Below are the records; copy every line in them that holds the string "white".

Collected data entries
[Start of Attachment]
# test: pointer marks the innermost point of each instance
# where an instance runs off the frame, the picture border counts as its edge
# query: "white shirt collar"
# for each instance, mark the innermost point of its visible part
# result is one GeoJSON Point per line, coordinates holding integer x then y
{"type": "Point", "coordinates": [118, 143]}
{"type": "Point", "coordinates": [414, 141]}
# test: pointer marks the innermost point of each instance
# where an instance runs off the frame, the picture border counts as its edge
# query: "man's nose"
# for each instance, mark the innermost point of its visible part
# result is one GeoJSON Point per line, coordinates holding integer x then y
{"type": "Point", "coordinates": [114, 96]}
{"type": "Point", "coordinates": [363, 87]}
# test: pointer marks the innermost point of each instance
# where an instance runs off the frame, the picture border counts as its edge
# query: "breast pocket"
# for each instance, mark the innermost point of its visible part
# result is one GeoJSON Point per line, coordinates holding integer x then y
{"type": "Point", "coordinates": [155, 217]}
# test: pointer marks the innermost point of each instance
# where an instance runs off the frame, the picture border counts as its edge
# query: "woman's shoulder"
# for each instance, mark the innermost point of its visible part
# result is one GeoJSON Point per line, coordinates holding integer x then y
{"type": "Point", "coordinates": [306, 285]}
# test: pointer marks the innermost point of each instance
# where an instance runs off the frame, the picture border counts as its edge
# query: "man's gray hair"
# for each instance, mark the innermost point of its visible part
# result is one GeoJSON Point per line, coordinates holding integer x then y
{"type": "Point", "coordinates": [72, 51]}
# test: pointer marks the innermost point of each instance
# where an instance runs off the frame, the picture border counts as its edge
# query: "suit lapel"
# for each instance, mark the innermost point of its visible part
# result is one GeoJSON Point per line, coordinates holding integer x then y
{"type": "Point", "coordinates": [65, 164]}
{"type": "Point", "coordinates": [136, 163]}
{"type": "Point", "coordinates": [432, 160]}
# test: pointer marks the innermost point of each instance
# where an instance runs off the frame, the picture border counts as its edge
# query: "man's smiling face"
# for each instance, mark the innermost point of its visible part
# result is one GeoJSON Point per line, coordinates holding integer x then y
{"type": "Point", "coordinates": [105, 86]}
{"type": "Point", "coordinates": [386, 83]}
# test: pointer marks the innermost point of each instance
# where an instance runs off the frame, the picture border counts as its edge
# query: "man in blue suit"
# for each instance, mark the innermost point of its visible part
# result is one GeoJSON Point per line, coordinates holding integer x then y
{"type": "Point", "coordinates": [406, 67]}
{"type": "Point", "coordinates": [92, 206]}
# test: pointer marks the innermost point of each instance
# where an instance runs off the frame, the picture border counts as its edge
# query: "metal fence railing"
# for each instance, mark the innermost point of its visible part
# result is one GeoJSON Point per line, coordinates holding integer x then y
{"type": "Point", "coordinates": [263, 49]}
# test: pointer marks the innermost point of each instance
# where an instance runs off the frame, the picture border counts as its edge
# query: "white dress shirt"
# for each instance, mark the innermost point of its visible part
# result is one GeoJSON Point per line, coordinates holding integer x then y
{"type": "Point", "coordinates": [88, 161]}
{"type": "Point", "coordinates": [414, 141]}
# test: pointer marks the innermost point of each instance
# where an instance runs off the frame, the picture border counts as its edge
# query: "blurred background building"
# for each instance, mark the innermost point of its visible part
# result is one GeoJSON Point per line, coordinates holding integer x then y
[End of Attachment]
* **OUTPUT**
# query: "white shirt collar"
# query: "white dress shirt"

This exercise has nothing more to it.